▶ RECORDS PROVIDED
+++++
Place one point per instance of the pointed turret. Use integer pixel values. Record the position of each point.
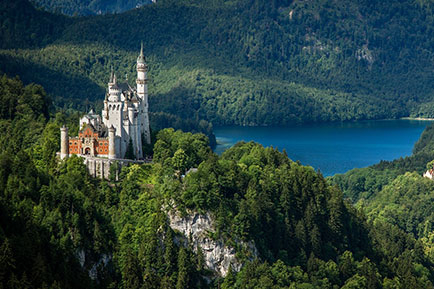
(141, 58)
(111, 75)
+++++
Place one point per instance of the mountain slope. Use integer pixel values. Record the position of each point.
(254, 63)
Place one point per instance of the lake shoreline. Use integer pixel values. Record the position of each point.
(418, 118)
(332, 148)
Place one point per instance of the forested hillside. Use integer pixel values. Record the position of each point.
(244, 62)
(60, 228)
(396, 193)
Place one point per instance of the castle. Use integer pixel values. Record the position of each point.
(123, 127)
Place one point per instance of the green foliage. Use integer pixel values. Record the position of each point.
+++++
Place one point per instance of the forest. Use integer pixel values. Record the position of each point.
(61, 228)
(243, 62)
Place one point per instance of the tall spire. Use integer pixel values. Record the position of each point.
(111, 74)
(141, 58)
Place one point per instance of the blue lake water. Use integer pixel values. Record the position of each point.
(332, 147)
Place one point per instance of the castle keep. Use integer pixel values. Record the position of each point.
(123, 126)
+++++
▶ WHAT YOU HAVE TO DO
Find each line in the items above that contains the word "lake", and copy those lines in full.

▶ WRITTEN SOLUTION
Place one point per instance of the lake shoreline. Use integer pixel values. Record the position of each point.
Place one point per instance of the blue lake water. Use integer pixel values. Record the position of each point.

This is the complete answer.